→ What is being asked: Reproduce exactly, and only, the lines below from the one containing "bbox: gravel driveway" through the one containing "bbox: manicured grass".

→ The data:
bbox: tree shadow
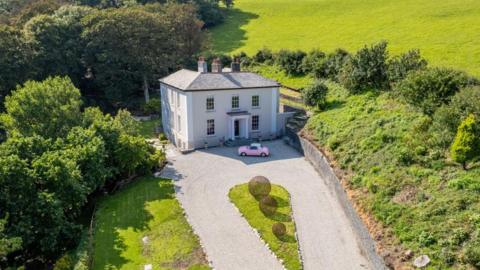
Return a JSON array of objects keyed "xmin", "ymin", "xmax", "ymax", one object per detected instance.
[
  {"xmin": 325, "ymin": 100, "xmax": 345, "ymax": 110},
  {"xmin": 277, "ymin": 234, "xmax": 297, "ymax": 243},
  {"xmin": 93, "ymin": 177, "xmax": 175, "ymax": 270},
  {"xmin": 267, "ymin": 211, "xmax": 292, "ymax": 223},
  {"xmin": 211, "ymin": 8, "xmax": 259, "ymax": 54}
]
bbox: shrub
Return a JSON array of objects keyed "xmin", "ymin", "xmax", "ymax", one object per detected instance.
[
  {"xmin": 448, "ymin": 176, "xmax": 480, "ymax": 191},
  {"xmin": 272, "ymin": 222, "xmax": 286, "ymax": 238},
  {"xmin": 395, "ymin": 67, "xmax": 474, "ymax": 115},
  {"xmin": 463, "ymin": 239, "xmax": 480, "ymax": 268},
  {"xmin": 275, "ymin": 49, "xmax": 307, "ymax": 75},
  {"xmin": 53, "ymin": 253, "xmax": 74, "ymax": 270},
  {"xmin": 432, "ymin": 86, "xmax": 480, "ymax": 144},
  {"xmin": 302, "ymin": 80, "xmax": 328, "ymax": 109},
  {"xmin": 450, "ymin": 114, "xmax": 480, "ymax": 169},
  {"xmin": 253, "ymin": 47, "xmax": 274, "ymax": 64},
  {"xmin": 259, "ymin": 195, "xmax": 278, "ymax": 216},
  {"xmin": 339, "ymin": 41, "xmax": 389, "ymax": 93},
  {"xmin": 315, "ymin": 48, "xmax": 350, "ymax": 81},
  {"xmin": 301, "ymin": 49, "xmax": 326, "ymax": 74},
  {"xmin": 248, "ymin": 176, "xmax": 271, "ymax": 199},
  {"xmin": 387, "ymin": 49, "xmax": 428, "ymax": 85},
  {"xmin": 143, "ymin": 98, "xmax": 161, "ymax": 115}
]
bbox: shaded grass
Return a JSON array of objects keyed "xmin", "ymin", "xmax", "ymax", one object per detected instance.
[
  {"xmin": 228, "ymin": 183, "xmax": 302, "ymax": 270},
  {"xmin": 137, "ymin": 119, "xmax": 160, "ymax": 139},
  {"xmin": 93, "ymin": 177, "xmax": 210, "ymax": 270},
  {"xmin": 211, "ymin": 0, "xmax": 480, "ymax": 76}
]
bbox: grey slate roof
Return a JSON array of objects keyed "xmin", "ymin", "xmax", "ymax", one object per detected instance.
[{"xmin": 159, "ymin": 69, "xmax": 280, "ymax": 91}]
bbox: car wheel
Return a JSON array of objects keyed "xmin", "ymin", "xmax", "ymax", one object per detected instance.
[
  {"xmin": 261, "ymin": 153, "xmax": 267, "ymax": 157},
  {"xmin": 241, "ymin": 152, "xmax": 247, "ymax": 156}
]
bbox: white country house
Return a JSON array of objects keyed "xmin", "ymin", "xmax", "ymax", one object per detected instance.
[{"xmin": 159, "ymin": 58, "xmax": 292, "ymax": 150}]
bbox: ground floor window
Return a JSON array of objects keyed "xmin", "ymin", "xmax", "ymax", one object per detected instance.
[
  {"xmin": 207, "ymin": 119, "xmax": 215, "ymax": 135},
  {"xmin": 177, "ymin": 115, "xmax": 181, "ymax": 132},
  {"xmin": 252, "ymin": 115, "xmax": 259, "ymax": 131}
]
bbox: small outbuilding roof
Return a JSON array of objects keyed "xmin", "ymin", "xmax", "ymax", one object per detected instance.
[{"xmin": 159, "ymin": 69, "xmax": 280, "ymax": 91}]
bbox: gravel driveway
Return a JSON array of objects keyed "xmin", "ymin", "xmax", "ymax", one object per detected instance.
[{"xmin": 161, "ymin": 140, "xmax": 379, "ymax": 270}]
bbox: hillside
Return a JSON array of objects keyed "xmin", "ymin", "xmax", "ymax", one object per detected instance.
[{"xmin": 211, "ymin": 0, "xmax": 480, "ymax": 76}]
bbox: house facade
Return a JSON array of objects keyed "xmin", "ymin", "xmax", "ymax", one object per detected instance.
[{"xmin": 159, "ymin": 58, "xmax": 291, "ymax": 150}]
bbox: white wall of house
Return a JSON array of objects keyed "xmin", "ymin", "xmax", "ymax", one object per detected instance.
[{"xmin": 161, "ymin": 83, "xmax": 281, "ymax": 150}]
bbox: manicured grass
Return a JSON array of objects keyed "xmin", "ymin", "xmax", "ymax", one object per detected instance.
[
  {"xmin": 228, "ymin": 183, "xmax": 302, "ymax": 270},
  {"xmin": 211, "ymin": 0, "xmax": 480, "ymax": 76},
  {"xmin": 137, "ymin": 119, "xmax": 160, "ymax": 139},
  {"xmin": 93, "ymin": 177, "xmax": 210, "ymax": 270}
]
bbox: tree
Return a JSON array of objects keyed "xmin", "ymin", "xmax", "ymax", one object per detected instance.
[
  {"xmin": 450, "ymin": 114, "xmax": 479, "ymax": 170},
  {"xmin": 1, "ymin": 76, "xmax": 82, "ymax": 139},
  {"xmin": 316, "ymin": 48, "xmax": 350, "ymax": 81},
  {"xmin": 395, "ymin": 67, "xmax": 475, "ymax": 115},
  {"xmin": 339, "ymin": 41, "xmax": 389, "ymax": 93},
  {"xmin": 301, "ymin": 49, "xmax": 326, "ymax": 75},
  {"xmin": 22, "ymin": 5, "xmax": 94, "ymax": 85},
  {"xmin": 0, "ymin": 25, "xmax": 31, "ymax": 104},
  {"xmin": 275, "ymin": 49, "xmax": 307, "ymax": 75},
  {"xmin": 302, "ymin": 80, "xmax": 328, "ymax": 109},
  {"xmin": 82, "ymin": 7, "xmax": 174, "ymax": 106},
  {"xmin": 12, "ymin": 0, "xmax": 64, "ymax": 26},
  {"xmin": 0, "ymin": 217, "xmax": 22, "ymax": 266},
  {"xmin": 387, "ymin": 49, "xmax": 428, "ymax": 85}
]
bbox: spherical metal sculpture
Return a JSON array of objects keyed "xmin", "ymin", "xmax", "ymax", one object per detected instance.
[
  {"xmin": 259, "ymin": 195, "xmax": 278, "ymax": 216},
  {"xmin": 272, "ymin": 222, "xmax": 286, "ymax": 238},
  {"xmin": 248, "ymin": 176, "xmax": 271, "ymax": 199}
]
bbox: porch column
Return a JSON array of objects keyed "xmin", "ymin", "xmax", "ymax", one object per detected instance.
[{"xmin": 244, "ymin": 117, "xmax": 249, "ymax": 139}]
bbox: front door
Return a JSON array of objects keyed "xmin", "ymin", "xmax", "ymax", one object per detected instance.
[{"xmin": 234, "ymin": 120, "xmax": 240, "ymax": 137}]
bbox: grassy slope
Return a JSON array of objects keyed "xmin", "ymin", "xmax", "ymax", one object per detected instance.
[
  {"xmin": 138, "ymin": 119, "xmax": 161, "ymax": 139},
  {"xmin": 229, "ymin": 184, "xmax": 302, "ymax": 270},
  {"xmin": 93, "ymin": 177, "xmax": 210, "ymax": 270},
  {"xmin": 211, "ymin": 0, "xmax": 480, "ymax": 76},
  {"xmin": 304, "ymin": 83, "xmax": 480, "ymax": 268}
]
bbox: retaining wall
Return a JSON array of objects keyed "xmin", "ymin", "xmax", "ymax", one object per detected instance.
[{"xmin": 297, "ymin": 137, "xmax": 387, "ymax": 269}]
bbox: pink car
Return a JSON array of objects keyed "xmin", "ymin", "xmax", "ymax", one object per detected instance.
[{"xmin": 238, "ymin": 143, "xmax": 270, "ymax": 157}]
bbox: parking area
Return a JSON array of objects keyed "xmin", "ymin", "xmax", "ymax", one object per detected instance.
[{"xmin": 161, "ymin": 140, "xmax": 377, "ymax": 270}]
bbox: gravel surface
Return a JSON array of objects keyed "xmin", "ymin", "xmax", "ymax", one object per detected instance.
[{"xmin": 161, "ymin": 140, "xmax": 376, "ymax": 270}]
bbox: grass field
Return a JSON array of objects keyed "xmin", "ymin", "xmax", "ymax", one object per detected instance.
[
  {"xmin": 93, "ymin": 177, "xmax": 210, "ymax": 270},
  {"xmin": 137, "ymin": 119, "xmax": 161, "ymax": 139},
  {"xmin": 211, "ymin": 0, "xmax": 480, "ymax": 76},
  {"xmin": 228, "ymin": 183, "xmax": 302, "ymax": 270}
]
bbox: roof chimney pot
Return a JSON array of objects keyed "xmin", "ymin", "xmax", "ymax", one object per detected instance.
[
  {"xmin": 198, "ymin": 56, "xmax": 208, "ymax": 72},
  {"xmin": 211, "ymin": 58, "xmax": 222, "ymax": 73},
  {"xmin": 231, "ymin": 58, "xmax": 241, "ymax": 72}
]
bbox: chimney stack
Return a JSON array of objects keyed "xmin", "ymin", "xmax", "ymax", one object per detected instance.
[
  {"xmin": 211, "ymin": 58, "xmax": 222, "ymax": 73},
  {"xmin": 231, "ymin": 58, "xmax": 241, "ymax": 72},
  {"xmin": 198, "ymin": 56, "xmax": 208, "ymax": 72}
]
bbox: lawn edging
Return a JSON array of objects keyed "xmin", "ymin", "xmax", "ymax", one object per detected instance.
[{"xmin": 296, "ymin": 136, "xmax": 386, "ymax": 269}]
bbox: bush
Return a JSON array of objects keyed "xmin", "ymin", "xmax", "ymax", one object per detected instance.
[
  {"xmin": 448, "ymin": 176, "xmax": 480, "ymax": 191},
  {"xmin": 259, "ymin": 195, "xmax": 278, "ymax": 216},
  {"xmin": 143, "ymin": 98, "xmax": 161, "ymax": 115},
  {"xmin": 315, "ymin": 48, "xmax": 350, "ymax": 81},
  {"xmin": 248, "ymin": 176, "xmax": 271, "ymax": 199},
  {"xmin": 302, "ymin": 80, "xmax": 328, "ymax": 109},
  {"xmin": 387, "ymin": 49, "xmax": 427, "ymax": 86},
  {"xmin": 463, "ymin": 239, "xmax": 480, "ymax": 268},
  {"xmin": 432, "ymin": 86, "xmax": 480, "ymax": 143},
  {"xmin": 253, "ymin": 47, "xmax": 274, "ymax": 64},
  {"xmin": 301, "ymin": 49, "xmax": 326, "ymax": 74},
  {"xmin": 339, "ymin": 41, "xmax": 389, "ymax": 93},
  {"xmin": 272, "ymin": 222, "xmax": 286, "ymax": 238},
  {"xmin": 275, "ymin": 49, "xmax": 307, "ymax": 75},
  {"xmin": 53, "ymin": 253, "xmax": 74, "ymax": 270},
  {"xmin": 395, "ymin": 67, "xmax": 474, "ymax": 115},
  {"xmin": 450, "ymin": 114, "xmax": 480, "ymax": 169}
]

→ Result of this exercise:
bbox: gravel driveway
Return a JSON array of objects keyed "xmin", "ymin", "xmax", "ymax", one object per detected instance.
[{"xmin": 161, "ymin": 140, "xmax": 379, "ymax": 270}]
bbox: hillside
Return a JSON array of objects keyed "xmin", "ymin", "xmax", "ymax", one object per detected instance.
[{"xmin": 211, "ymin": 0, "xmax": 480, "ymax": 76}]
bbox: house facade
Return a JSON array of objects keyed "xmin", "ymin", "xmax", "ymax", one object per detected instance.
[{"xmin": 159, "ymin": 58, "xmax": 291, "ymax": 150}]
bbox: white wall of house
Return a JSON array of objects keyed "xmin", "ymin", "xmax", "ymax", one object per detected instance.
[{"xmin": 161, "ymin": 83, "xmax": 281, "ymax": 150}]
bbox: manicured grass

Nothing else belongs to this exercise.